** start **

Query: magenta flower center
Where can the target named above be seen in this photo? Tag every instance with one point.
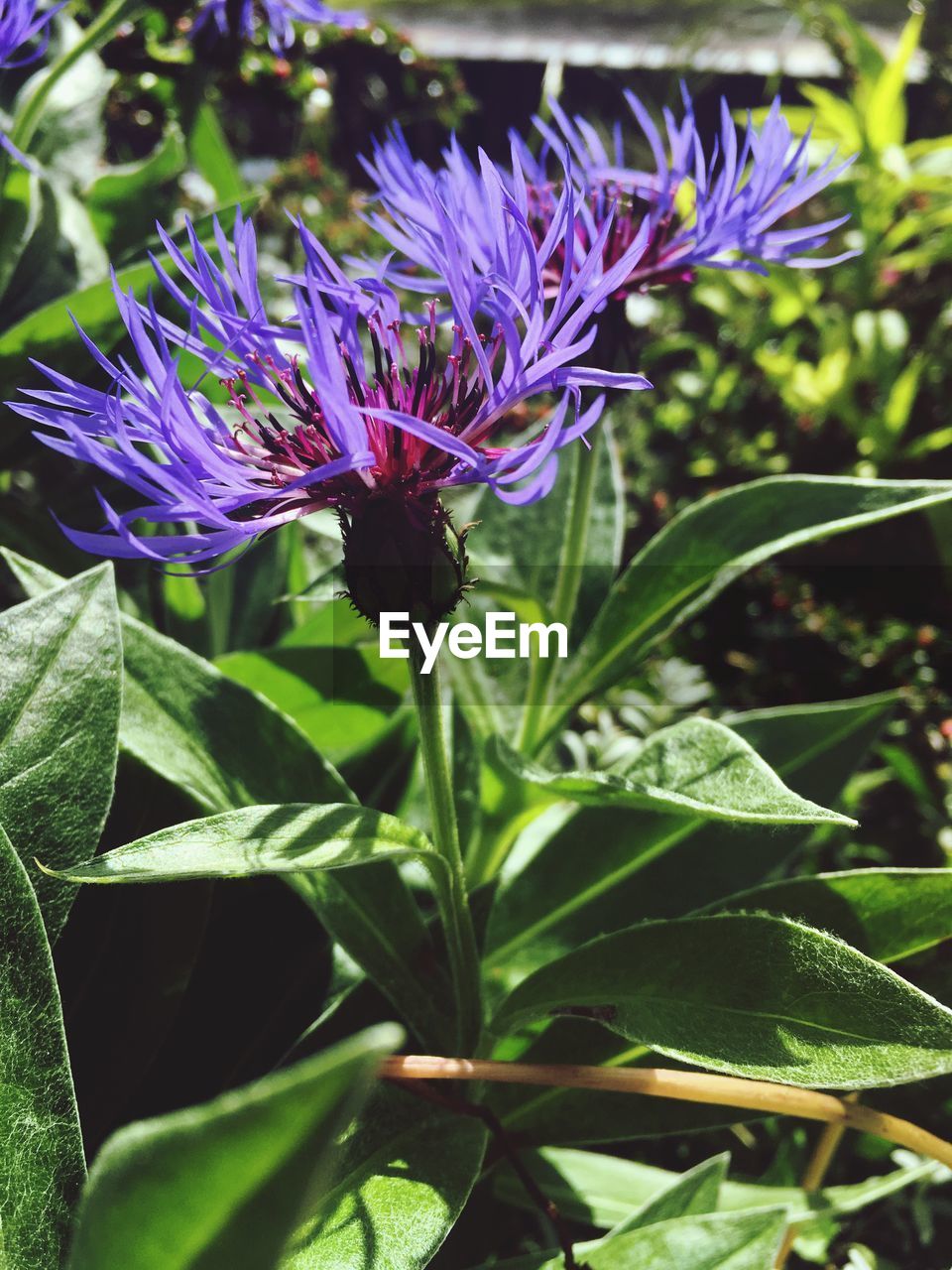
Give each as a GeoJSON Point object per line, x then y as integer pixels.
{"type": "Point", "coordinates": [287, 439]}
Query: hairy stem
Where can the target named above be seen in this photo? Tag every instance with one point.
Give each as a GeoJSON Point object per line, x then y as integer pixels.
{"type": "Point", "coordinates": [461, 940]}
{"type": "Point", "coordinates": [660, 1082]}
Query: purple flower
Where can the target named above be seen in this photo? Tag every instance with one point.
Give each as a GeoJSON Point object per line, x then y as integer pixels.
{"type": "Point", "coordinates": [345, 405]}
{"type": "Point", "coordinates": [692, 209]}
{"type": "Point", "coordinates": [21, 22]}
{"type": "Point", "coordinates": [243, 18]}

** end **
** start **

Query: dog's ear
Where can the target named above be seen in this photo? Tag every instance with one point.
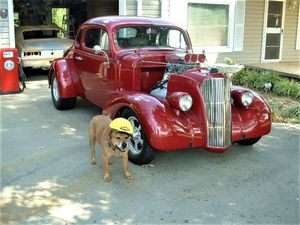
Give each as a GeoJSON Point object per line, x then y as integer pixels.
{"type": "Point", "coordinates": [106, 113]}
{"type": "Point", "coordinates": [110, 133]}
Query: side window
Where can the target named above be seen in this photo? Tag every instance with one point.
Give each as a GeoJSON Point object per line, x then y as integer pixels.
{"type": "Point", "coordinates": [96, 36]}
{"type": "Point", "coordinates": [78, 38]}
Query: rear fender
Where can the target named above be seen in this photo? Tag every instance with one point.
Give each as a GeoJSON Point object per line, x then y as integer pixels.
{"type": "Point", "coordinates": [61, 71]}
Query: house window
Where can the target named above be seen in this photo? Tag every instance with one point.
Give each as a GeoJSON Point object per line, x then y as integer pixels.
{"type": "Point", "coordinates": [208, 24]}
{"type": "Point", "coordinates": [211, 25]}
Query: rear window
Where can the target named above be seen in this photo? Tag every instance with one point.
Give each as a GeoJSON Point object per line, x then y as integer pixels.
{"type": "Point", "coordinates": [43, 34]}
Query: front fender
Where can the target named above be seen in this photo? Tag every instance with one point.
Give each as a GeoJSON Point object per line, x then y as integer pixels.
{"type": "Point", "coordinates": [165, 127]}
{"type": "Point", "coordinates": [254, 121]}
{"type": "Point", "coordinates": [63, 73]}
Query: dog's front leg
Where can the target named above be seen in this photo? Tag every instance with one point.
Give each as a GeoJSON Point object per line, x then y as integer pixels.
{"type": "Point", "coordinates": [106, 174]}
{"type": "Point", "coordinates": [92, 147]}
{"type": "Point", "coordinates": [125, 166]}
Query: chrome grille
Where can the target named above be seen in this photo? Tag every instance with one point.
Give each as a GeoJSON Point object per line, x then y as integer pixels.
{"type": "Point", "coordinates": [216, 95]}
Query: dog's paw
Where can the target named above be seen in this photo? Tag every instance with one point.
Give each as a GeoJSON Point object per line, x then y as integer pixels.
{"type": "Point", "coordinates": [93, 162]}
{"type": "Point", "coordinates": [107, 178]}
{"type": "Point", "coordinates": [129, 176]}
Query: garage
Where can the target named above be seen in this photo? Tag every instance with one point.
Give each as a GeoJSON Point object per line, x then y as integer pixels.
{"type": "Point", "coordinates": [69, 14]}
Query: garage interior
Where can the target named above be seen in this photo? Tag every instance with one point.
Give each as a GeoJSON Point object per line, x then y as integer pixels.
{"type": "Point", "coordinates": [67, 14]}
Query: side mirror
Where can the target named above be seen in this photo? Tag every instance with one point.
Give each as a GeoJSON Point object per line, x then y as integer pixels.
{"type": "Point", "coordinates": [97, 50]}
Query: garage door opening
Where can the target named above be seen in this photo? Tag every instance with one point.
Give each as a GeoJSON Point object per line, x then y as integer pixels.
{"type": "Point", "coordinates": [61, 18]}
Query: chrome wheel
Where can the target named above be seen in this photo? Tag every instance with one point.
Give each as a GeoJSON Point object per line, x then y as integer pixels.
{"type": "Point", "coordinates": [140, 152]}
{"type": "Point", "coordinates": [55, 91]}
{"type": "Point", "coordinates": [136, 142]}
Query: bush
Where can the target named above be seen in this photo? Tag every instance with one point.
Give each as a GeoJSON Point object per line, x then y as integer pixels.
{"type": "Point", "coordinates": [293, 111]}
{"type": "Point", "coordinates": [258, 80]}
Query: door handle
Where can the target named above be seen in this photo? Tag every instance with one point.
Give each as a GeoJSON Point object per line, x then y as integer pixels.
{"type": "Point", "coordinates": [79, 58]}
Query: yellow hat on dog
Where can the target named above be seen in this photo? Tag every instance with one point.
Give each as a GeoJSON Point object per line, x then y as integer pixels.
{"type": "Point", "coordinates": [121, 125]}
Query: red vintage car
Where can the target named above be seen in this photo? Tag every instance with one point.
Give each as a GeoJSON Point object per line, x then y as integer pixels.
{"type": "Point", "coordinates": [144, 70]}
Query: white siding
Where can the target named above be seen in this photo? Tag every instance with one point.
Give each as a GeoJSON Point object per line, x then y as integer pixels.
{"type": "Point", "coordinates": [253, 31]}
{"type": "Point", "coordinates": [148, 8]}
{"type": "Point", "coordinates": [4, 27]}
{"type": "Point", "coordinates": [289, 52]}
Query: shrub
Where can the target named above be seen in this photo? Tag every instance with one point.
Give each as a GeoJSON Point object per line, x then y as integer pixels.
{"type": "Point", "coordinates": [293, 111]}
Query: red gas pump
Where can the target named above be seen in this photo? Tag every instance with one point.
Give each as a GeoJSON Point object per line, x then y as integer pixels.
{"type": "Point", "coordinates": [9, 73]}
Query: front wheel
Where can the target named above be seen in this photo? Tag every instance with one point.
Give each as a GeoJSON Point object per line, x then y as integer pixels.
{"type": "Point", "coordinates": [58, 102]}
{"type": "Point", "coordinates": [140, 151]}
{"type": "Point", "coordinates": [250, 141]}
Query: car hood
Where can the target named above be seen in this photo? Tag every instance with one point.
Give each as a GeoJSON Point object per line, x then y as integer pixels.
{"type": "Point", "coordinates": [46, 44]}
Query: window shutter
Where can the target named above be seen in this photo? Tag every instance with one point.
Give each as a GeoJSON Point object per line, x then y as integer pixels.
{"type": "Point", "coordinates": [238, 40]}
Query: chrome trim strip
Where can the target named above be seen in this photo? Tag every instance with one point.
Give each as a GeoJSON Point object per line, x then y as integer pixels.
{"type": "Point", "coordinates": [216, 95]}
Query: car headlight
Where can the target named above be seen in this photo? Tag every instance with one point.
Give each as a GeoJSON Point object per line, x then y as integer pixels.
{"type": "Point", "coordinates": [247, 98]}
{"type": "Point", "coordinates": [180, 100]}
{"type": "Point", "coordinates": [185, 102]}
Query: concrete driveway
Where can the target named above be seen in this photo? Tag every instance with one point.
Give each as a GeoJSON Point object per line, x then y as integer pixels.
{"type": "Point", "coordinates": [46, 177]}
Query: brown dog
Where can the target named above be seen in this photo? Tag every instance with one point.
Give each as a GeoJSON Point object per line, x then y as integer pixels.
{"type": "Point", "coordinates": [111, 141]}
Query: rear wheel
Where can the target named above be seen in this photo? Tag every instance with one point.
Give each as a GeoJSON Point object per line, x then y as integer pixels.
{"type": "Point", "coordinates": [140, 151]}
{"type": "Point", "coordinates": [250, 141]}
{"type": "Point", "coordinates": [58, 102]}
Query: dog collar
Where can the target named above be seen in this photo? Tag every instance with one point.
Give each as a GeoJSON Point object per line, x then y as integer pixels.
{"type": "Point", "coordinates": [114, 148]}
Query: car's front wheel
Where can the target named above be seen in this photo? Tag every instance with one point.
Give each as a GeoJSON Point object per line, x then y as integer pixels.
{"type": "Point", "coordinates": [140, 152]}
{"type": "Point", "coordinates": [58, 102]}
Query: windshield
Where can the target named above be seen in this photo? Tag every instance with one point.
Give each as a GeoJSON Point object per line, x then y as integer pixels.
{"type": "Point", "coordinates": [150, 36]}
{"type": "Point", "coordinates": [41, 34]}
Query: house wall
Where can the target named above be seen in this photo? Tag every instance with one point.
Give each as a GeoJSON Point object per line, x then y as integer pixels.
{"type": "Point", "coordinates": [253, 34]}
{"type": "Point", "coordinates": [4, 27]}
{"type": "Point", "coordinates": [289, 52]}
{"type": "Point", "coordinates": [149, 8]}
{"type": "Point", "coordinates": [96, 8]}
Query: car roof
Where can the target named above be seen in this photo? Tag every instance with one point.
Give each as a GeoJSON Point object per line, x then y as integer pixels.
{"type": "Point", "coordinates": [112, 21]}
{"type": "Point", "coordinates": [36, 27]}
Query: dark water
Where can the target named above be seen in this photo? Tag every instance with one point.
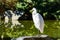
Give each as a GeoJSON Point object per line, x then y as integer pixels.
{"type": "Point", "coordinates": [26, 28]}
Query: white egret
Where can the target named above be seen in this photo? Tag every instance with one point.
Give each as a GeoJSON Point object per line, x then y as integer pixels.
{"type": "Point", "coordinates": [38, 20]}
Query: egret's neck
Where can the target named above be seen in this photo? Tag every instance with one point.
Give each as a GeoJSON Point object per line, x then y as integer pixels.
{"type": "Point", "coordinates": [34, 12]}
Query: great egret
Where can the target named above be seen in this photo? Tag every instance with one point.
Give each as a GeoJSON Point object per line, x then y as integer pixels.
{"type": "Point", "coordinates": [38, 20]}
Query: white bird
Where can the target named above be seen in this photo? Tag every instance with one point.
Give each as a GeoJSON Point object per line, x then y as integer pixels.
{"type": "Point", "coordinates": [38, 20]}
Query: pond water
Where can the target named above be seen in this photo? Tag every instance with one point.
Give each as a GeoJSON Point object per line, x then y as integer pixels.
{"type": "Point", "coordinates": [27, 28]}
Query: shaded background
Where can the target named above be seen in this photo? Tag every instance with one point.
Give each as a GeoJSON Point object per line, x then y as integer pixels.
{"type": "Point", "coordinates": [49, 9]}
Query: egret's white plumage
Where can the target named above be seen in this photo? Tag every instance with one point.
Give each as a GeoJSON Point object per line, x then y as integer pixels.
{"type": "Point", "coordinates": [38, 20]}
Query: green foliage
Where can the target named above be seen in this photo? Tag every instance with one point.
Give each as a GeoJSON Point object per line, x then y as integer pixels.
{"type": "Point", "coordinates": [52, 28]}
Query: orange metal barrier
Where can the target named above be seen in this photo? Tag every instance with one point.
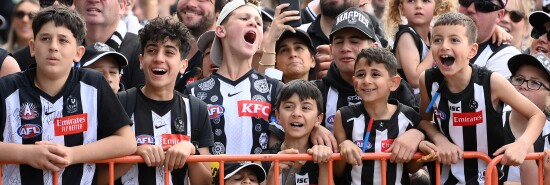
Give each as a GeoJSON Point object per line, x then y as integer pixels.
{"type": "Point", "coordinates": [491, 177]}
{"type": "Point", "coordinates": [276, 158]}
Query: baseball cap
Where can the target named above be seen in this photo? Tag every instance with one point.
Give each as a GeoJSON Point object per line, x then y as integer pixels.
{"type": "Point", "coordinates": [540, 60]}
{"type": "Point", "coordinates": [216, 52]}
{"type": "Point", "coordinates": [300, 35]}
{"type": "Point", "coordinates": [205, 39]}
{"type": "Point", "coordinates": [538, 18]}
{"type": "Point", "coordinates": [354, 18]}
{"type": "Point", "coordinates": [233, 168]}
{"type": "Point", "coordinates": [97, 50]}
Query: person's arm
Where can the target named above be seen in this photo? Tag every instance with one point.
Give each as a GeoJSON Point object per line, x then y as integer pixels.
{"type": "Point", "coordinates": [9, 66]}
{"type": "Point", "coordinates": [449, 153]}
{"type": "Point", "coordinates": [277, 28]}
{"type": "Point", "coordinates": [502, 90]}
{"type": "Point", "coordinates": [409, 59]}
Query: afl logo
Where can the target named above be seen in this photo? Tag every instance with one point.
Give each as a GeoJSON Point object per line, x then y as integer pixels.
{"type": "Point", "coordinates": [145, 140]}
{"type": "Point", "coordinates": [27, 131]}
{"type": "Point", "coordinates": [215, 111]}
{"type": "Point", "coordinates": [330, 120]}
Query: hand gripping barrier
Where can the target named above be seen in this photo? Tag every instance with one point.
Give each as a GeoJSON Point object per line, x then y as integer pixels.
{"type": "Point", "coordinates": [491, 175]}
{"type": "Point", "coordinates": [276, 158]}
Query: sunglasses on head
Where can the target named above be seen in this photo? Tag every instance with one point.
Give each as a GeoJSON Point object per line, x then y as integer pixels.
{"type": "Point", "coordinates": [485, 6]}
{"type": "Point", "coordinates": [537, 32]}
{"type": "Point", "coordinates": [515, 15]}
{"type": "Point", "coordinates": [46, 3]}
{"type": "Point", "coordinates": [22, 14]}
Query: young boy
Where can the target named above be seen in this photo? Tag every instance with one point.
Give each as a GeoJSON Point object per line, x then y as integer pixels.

** end **
** start **

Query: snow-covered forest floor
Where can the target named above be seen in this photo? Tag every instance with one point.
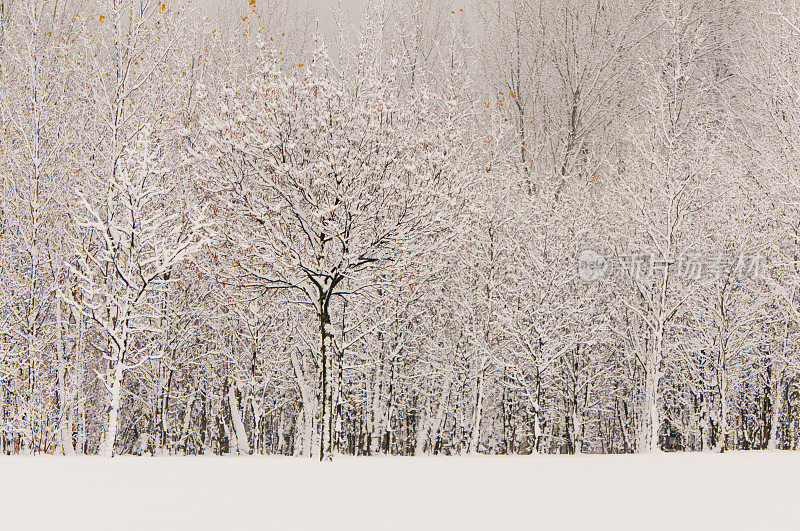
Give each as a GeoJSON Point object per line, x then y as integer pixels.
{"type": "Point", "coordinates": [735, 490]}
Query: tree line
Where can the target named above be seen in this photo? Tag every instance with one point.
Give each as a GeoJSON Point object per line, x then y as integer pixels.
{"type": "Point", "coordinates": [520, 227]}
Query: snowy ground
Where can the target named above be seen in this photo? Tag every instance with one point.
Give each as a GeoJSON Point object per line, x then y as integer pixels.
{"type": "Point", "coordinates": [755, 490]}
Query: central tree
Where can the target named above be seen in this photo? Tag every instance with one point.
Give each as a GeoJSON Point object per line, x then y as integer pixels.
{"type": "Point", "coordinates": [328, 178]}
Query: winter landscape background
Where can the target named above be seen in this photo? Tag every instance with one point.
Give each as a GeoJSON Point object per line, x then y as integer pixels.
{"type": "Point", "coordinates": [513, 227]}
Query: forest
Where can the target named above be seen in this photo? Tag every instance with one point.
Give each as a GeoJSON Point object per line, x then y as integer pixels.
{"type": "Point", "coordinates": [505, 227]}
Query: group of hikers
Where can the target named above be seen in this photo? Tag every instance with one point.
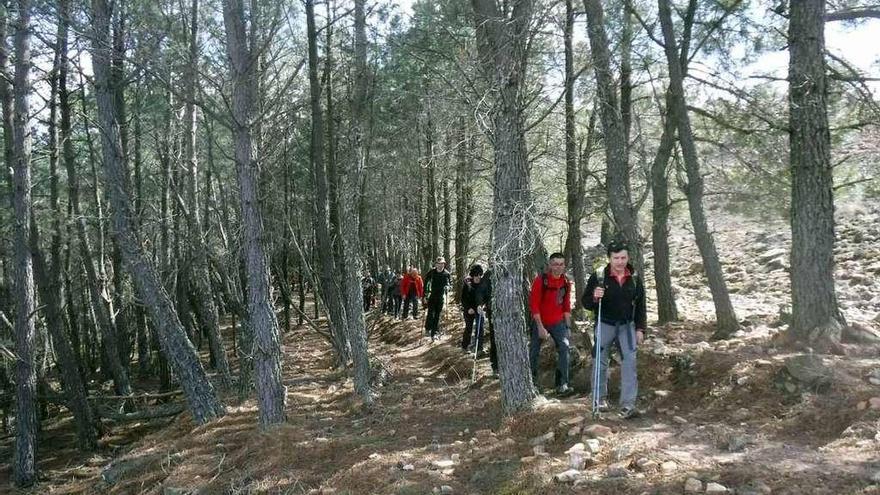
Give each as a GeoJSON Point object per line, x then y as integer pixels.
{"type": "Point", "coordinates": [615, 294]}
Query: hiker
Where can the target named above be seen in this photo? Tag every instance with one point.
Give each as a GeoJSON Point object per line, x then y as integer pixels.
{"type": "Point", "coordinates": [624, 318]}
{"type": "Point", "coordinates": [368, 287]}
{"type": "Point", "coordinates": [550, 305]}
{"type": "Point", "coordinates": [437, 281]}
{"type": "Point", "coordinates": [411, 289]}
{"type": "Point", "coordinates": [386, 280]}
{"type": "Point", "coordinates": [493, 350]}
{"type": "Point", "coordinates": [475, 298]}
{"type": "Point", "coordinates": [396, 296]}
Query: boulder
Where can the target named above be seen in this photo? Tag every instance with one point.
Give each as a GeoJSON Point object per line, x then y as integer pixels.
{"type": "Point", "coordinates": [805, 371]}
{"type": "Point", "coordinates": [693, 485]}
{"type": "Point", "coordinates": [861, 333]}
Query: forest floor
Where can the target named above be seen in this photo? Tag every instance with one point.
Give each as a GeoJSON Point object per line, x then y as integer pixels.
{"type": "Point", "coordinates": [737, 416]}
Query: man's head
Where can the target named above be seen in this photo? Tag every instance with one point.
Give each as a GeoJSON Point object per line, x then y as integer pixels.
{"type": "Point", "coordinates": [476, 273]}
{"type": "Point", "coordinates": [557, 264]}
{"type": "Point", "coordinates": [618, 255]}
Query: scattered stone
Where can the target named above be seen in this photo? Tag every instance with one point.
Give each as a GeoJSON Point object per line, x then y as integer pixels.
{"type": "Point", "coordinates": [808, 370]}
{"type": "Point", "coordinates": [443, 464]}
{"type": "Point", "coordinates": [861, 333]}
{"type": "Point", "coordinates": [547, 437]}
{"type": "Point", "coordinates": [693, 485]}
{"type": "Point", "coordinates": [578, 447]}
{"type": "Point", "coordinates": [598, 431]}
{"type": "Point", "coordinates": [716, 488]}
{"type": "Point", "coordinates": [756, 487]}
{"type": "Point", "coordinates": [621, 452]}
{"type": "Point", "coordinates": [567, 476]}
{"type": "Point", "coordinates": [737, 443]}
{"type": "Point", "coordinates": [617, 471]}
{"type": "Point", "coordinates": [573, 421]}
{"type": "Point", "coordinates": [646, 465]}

** end **

Pick out every line above that contains the string "fender" and copy each one. Case counts.

OUTPUT:
Query: rear fender
Query: front fender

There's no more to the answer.